**** Source data

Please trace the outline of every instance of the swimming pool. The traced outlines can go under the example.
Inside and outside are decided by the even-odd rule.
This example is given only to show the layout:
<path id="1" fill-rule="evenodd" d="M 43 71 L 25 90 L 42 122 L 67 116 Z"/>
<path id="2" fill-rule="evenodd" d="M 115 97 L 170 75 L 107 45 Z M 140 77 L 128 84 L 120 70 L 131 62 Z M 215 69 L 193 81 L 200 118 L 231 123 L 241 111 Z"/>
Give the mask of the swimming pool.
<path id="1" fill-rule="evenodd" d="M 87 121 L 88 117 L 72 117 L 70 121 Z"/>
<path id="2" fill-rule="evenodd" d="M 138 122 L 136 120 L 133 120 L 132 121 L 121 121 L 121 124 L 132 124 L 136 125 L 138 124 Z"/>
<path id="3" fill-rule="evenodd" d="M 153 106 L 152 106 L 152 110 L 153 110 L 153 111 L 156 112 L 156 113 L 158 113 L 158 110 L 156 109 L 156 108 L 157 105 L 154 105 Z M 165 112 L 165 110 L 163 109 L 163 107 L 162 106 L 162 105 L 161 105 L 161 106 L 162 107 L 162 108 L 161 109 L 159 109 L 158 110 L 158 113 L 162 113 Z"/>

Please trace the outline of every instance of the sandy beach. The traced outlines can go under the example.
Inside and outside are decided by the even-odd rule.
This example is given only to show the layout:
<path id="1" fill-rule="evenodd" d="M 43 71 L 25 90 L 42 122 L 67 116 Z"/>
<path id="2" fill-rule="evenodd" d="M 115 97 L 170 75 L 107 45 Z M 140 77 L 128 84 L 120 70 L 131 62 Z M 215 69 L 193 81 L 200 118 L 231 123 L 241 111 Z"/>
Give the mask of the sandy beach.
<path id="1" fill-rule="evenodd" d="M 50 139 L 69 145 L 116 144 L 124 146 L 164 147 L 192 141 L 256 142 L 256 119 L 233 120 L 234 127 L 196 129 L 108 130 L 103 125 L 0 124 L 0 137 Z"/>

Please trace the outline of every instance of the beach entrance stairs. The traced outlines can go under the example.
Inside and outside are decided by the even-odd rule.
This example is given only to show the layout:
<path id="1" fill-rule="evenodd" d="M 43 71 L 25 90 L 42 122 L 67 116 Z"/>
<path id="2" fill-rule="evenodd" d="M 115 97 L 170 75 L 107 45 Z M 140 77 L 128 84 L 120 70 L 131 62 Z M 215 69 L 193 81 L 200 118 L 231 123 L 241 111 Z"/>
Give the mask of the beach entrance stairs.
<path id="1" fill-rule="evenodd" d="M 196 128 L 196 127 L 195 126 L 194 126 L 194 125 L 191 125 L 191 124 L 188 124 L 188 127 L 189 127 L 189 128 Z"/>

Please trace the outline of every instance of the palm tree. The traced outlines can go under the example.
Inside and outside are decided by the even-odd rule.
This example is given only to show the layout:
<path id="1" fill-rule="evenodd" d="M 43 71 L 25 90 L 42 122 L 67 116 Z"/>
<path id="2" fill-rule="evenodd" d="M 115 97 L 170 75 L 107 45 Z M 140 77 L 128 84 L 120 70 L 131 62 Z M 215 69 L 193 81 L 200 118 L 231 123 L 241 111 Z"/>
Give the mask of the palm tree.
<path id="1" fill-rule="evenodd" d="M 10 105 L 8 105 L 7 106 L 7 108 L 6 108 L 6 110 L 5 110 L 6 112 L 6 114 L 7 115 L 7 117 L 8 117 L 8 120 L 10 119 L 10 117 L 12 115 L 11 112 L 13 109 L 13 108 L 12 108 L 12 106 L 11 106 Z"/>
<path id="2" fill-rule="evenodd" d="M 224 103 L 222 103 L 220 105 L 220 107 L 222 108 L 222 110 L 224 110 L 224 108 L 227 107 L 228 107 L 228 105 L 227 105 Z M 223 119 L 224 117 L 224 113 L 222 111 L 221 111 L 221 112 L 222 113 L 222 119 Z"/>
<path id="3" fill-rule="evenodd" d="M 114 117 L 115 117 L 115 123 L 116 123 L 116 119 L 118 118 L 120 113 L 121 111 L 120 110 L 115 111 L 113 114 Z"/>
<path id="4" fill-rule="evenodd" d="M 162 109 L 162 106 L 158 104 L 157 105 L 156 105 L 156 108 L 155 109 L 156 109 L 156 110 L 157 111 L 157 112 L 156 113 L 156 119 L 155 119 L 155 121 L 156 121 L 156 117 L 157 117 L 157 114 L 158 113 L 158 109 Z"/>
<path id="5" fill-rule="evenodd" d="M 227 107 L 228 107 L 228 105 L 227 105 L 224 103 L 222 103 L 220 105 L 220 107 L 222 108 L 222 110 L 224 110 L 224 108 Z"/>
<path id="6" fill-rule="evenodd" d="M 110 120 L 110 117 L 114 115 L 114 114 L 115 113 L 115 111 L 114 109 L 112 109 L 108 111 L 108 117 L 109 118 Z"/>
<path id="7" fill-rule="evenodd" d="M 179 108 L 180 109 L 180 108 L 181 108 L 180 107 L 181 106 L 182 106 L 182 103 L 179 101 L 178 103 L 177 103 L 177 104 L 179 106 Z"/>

********

Exercise instructions – Convert every line of the entries above into a Markdown table with the columns Index and Content, numbering the rows in order and omitting blank lines.

Finished answer –
| Index | Content |
|---|---|
| 1 | Please trace the outline of every instance of the swimming pool. The traced outlines can go under the example. |
| 2 | Inside and outside are decided by the even-odd rule. |
| 3 | This example is given only to show the layout: |
| 4 | <path id="1" fill-rule="evenodd" d="M 43 71 L 25 90 L 42 122 L 67 116 Z"/> |
| 5 | <path id="2" fill-rule="evenodd" d="M 115 97 L 170 75 L 107 45 Z M 140 77 L 128 84 L 120 70 L 131 62 Z M 215 69 L 193 81 L 200 118 L 231 123 L 241 111 Z"/> |
| 6 | Give the mask of the swimming pool. |
| 7 | <path id="1" fill-rule="evenodd" d="M 87 121 L 88 117 L 72 117 L 70 121 Z"/> |
| 8 | <path id="2" fill-rule="evenodd" d="M 138 122 L 136 120 L 133 120 L 132 121 L 121 121 L 121 124 L 132 124 L 136 125 L 138 124 Z"/> |
| 9 | <path id="3" fill-rule="evenodd" d="M 153 106 L 152 106 L 152 110 L 153 110 L 153 111 L 156 112 L 156 113 L 158 113 L 158 110 L 156 109 L 156 108 L 157 105 L 154 105 Z M 165 112 L 165 110 L 163 109 L 163 107 L 162 106 L 162 105 L 161 105 L 161 106 L 162 107 L 162 108 L 161 109 L 159 109 L 158 110 L 158 113 L 162 113 Z"/> |
| 10 | Please trace the outline of every instance of the sandy beach. The traced outlines can go under the example. |
| 11 | Inside and outside are decided by the even-odd rule. |
| 12 | This example is given only to show the layout: |
| 13 | <path id="1" fill-rule="evenodd" d="M 43 71 L 25 90 L 42 122 L 67 116 Z"/> |
| 14 | <path id="2" fill-rule="evenodd" d="M 115 97 L 170 75 L 107 45 Z M 140 77 L 128 84 L 120 70 L 131 62 Z M 215 69 L 193 81 L 200 118 L 231 123 L 241 111 Z"/> |
| 15 | Give the mask of the sandy beach. |
| 16 | <path id="1" fill-rule="evenodd" d="M 50 139 L 69 145 L 116 144 L 124 146 L 164 147 L 192 141 L 256 142 L 256 119 L 233 120 L 234 127 L 196 129 L 108 130 L 103 125 L 0 124 L 0 137 Z"/> |
| 17 | Please trace the outline of every instance of the beach entrance stairs. The traced outlines can go under the example. |
| 18 | Inside and outside are decided by the even-odd rule. |
| 19 | This example is given only to show the layout: |
| 20 | <path id="1" fill-rule="evenodd" d="M 43 71 L 25 90 L 42 122 L 67 116 Z"/> |
| 21 | <path id="2" fill-rule="evenodd" d="M 115 97 L 170 75 L 107 45 Z M 140 77 L 128 84 L 120 70 L 131 62 Z M 215 69 L 193 81 L 200 118 L 231 123 L 241 111 Z"/> |
| 22 | Give the mask of the beach entrance stairs. |
| 23 | <path id="1" fill-rule="evenodd" d="M 196 128 L 196 127 L 195 126 L 194 126 L 194 125 L 191 125 L 191 124 L 188 124 L 188 127 L 189 127 L 189 128 Z"/> |
| 24 | Please trace the outline of every instance of the palm tree. The traced outlines can go under the example. |
| 25 | Inside and outside are decided by the even-odd rule. |
| 26 | This example is given only to show the layout: |
| 27 | <path id="1" fill-rule="evenodd" d="M 43 71 L 25 90 L 42 122 L 67 116 Z"/> |
| 28 | <path id="2" fill-rule="evenodd" d="M 115 97 L 170 75 L 107 45 Z M 140 77 L 128 84 L 120 70 L 131 62 Z M 215 69 L 193 81 L 200 118 L 231 123 L 241 111 Z"/> |
| 29 | Give the mask of the palm tree. |
| 30 | <path id="1" fill-rule="evenodd" d="M 10 105 L 8 105 L 7 106 L 7 108 L 6 108 L 6 110 L 5 110 L 6 112 L 6 114 L 7 115 L 7 117 L 8 117 L 8 120 L 10 119 L 10 117 L 12 115 L 11 112 L 13 109 L 13 108 L 12 108 L 12 106 L 11 106 Z"/> |
| 31 | <path id="2" fill-rule="evenodd" d="M 224 103 L 222 103 L 220 105 L 220 107 L 222 108 L 222 110 L 224 110 L 224 108 L 227 107 L 228 107 L 228 105 L 227 105 Z M 223 119 L 224 117 L 224 113 L 222 111 L 221 111 L 221 112 L 222 113 L 222 119 Z"/> |
| 32 | <path id="3" fill-rule="evenodd" d="M 114 117 L 115 117 L 115 123 L 116 123 L 116 119 L 118 118 L 120 113 L 121 111 L 120 110 L 115 111 L 113 114 Z"/> |
| 33 | <path id="4" fill-rule="evenodd" d="M 162 109 L 162 106 L 158 104 L 157 105 L 156 105 L 156 108 L 155 109 L 156 109 L 156 110 L 157 111 L 157 112 L 156 113 L 156 119 L 155 119 L 155 121 L 156 121 L 156 117 L 157 117 L 157 114 L 158 113 L 158 109 Z"/> |
| 34 | <path id="5" fill-rule="evenodd" d="M 227 107 L 228 107 L 228 105 L 227 105 L 224 103 L 222 103 L 220 105 L 220 107 L 222 108 L 222 110 L 224 110 L 224 108 Z"/> |
| 35 | <path id="6" fill-rule="evenodd" d="M 110 120 L 110 117 L 114 115 L 114 114 L 115 113 L 115 111 L 114 109 L 112 109 L 108 111 L 108 117 L 109 118 Z"/> |
| 36 | <path id="7" fill-rule="evenodd" d="M 179 108 L 180 109 L 180 108 L 181 108 L 180 107 L 181 106 L 182 106 L 182 103 L 179 101 L 178 103 L 177 103 L 177 104 L 179 106 Z"/> |